[Document section]
C. God is turning lives even now

  • The angel told Zacharias that his son, John, would be great in the sight of the Lord, would drink no wine or liquor, and would be filled with the
    Holy Spirit while yet in his mother’s womb.
  • He also told him that John would turn many back to the Lord their God and that he would go as a forerunner before Him in the spirit and power of
  • And then he quotes from the prophet Malachi where it says that the evidence of the Holy Spirit moving in people’s lives would not only be that
    they turned their heart back toward God, but also that the hearts of the fathers would be turned back to their children.

Malachi 4:5-6, “Behold, I am going to send you Elijah the prophet before the coming of the great and terrible day of the Lord. He will restore the hearts of the fathers to their children and the hearts of the children to their fathers, so that I will not come and smite the land a curse.”

Illus – Gabriel gave Zacharias a sign to help his unbelief, but along with that came a correction… “because you did not believe my words, which shall be fulfilled in their proper time.” Part of revival, clearly, is when faith is increased.

Luke 1:1-25        NASB

1 Inasmuch as many have undertaken to compile an account of the things accomplished among us, 2 just as they were handed down to us by those who from the
beginning were eyewitnesses and servants of the word, 3 it seemed fitting for me as well, having investigated everything carefully from the beginning,
to write it out for you in consecutive order, most excellent Theophilus; 4 so that you may know the exact truth about the things you have been taught.
5 In the days of Herod, king of Judea, there was a priest named Zacharias, of the division of Abijah; and he had a wife from the daughters of Aaron, and
her name was Elizabeth. 6 They were both righteous in the sight of God, walking blamelessly in all the commandments and requirements of the Lord. 7
But they had no child, because Elizabeth was barren, and they were both advanced in years.

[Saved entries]
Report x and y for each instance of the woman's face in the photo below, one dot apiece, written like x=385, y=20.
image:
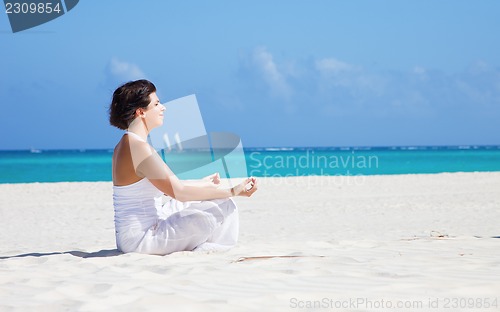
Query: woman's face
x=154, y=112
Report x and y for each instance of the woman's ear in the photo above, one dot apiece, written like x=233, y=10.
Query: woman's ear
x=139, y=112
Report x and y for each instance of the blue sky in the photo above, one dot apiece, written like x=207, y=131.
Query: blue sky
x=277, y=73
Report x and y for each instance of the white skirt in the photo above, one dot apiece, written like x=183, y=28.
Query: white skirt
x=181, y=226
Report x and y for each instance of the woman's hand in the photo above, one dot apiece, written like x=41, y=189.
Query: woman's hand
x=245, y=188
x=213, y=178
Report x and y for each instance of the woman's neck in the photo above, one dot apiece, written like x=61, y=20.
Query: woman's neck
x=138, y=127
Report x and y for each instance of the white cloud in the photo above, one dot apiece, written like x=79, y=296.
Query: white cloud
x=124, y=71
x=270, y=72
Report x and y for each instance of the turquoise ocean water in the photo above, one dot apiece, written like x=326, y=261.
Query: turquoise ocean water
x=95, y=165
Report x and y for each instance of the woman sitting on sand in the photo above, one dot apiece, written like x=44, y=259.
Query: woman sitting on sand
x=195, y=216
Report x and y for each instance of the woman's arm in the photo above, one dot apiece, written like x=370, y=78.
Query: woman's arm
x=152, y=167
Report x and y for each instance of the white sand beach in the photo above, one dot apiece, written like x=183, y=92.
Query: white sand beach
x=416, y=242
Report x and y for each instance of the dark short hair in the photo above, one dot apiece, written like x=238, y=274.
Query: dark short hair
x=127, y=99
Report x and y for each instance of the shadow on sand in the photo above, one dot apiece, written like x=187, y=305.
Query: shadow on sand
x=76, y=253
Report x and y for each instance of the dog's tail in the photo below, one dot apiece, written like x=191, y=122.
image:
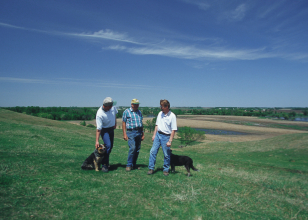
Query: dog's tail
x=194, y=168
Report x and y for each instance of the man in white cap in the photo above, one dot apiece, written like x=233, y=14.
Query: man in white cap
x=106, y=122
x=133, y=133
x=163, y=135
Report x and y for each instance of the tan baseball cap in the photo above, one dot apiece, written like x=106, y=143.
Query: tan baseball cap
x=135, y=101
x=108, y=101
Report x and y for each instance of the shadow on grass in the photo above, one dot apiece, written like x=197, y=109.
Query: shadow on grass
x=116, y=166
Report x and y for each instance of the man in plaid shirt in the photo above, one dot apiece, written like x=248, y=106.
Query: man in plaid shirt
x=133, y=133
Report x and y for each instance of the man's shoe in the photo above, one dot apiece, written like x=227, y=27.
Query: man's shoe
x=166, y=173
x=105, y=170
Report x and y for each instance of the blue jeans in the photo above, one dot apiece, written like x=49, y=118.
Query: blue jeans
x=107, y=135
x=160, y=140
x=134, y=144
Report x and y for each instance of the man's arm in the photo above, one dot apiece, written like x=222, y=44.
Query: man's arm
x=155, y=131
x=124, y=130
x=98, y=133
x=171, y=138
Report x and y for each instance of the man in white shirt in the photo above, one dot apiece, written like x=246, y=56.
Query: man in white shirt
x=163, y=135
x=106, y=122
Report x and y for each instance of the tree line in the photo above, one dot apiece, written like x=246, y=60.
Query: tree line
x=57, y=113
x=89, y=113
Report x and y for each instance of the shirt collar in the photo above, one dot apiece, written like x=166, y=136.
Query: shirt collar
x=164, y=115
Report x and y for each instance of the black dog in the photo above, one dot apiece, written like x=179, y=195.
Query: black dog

...

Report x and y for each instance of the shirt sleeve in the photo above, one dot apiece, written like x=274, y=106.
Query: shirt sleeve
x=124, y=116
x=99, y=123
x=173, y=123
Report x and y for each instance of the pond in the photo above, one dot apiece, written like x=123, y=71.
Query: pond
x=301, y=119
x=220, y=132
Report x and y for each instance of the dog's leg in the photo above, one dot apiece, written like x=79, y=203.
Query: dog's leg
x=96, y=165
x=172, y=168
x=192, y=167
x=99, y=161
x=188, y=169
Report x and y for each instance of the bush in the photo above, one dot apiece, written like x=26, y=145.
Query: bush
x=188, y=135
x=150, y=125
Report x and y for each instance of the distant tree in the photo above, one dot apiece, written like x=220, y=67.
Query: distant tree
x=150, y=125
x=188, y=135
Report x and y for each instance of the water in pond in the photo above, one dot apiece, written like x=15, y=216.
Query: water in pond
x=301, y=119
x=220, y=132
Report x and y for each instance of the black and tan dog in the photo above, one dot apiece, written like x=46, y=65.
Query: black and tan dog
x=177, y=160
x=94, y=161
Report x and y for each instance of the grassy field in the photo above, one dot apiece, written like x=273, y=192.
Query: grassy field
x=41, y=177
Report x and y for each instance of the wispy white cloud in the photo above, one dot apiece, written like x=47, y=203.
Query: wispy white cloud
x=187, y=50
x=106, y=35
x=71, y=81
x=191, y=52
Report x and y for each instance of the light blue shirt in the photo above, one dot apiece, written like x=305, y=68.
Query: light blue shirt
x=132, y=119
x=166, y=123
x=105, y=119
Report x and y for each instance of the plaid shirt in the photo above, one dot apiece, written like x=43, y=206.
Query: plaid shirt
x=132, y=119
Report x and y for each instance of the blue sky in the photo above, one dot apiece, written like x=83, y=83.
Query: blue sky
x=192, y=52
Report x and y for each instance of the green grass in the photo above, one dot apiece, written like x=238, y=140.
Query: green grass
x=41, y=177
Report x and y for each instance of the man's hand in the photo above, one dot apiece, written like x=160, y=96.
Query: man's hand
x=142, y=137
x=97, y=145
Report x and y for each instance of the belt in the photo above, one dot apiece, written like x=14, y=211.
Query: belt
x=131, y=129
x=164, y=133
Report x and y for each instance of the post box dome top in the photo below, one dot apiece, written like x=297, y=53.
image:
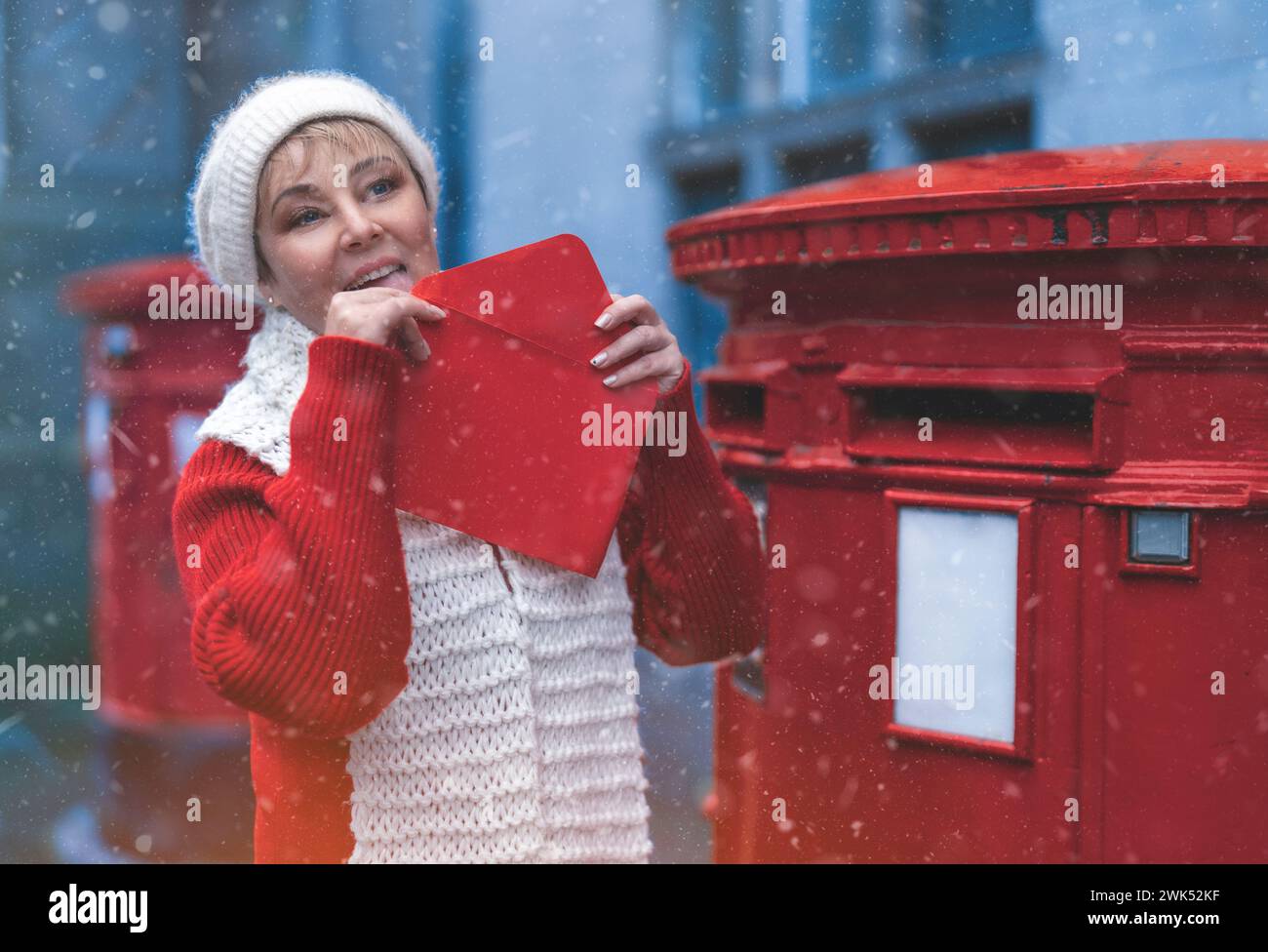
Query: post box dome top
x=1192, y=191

...

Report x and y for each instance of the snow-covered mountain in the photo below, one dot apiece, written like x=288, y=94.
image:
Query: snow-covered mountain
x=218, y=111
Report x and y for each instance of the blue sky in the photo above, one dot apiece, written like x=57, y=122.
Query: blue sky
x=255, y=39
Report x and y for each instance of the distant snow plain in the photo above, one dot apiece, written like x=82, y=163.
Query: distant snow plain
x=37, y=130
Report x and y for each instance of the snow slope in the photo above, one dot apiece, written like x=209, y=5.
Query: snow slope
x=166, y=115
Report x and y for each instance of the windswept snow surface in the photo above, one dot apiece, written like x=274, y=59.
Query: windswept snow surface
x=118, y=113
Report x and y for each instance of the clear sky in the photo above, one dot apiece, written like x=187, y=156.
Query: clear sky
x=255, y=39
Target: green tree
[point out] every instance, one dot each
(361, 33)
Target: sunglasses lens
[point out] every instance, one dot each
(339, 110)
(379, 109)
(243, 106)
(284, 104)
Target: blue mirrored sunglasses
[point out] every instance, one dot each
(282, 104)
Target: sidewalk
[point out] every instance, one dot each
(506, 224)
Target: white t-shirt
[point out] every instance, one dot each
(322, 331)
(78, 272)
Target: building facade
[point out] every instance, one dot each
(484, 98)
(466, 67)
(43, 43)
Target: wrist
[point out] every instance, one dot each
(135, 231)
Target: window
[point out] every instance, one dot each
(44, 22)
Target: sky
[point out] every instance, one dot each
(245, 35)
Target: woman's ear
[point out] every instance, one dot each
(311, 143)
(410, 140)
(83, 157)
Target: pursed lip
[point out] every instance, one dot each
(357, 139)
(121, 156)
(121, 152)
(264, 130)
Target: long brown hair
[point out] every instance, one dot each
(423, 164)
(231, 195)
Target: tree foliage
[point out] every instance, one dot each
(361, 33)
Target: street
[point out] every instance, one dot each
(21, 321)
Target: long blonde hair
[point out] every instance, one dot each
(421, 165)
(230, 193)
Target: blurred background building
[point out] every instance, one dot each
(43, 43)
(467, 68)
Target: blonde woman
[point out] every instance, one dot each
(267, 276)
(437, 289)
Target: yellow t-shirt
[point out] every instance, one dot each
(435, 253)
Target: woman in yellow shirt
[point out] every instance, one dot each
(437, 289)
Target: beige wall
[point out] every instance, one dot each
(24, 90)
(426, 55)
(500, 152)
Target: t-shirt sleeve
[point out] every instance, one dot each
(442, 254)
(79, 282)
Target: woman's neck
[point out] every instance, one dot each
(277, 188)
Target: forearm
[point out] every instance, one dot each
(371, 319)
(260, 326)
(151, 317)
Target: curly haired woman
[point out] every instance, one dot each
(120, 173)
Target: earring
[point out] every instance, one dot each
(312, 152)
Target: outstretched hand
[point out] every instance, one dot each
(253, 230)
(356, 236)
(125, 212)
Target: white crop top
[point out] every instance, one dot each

[Work to complete]
Continue the sermon notes on Zacharias and the birth of John from the point where they end.

[Answer to this exercise]
8 Now it happened that while he was performing his priestly service before God in the appointed order of his division, 9 according to the custom of the
priestly office, he was chosen by lot to enter the temple of the Lord and burn incense. 10 And the whole multitude of the people were in prayer outside
at the hour of the incense offering. 11 And an angel of the Lord appeared to him, standing to the right of the altar of incense. 12 Zacharias was troubled
when he saw the angel, and fear gripped him. 13 But the angel said to him, “Do not be afraid, Zacharias, for your petition has been heard, and your
wife Elizabeth will bear you a son, and you will give him the name John. 14 You will have joy and gladness, and many will rejoice at his birth. 15
For he will be great in the sight of the Lord; and he will drink no wine or liquor, and he will be filled with the Holy Spirit while yet in his mother’s
womb. 16 And he will turn many of the sons of Israel back to the Lord their God. 17 It is he who will go as a forerunner before Him in the spirit and
power of Elijah, to turn the hearts of the fathers back to the children, and the disobedient to the attitude of the righteous, so as to make ready
a people prepared for the Lord.”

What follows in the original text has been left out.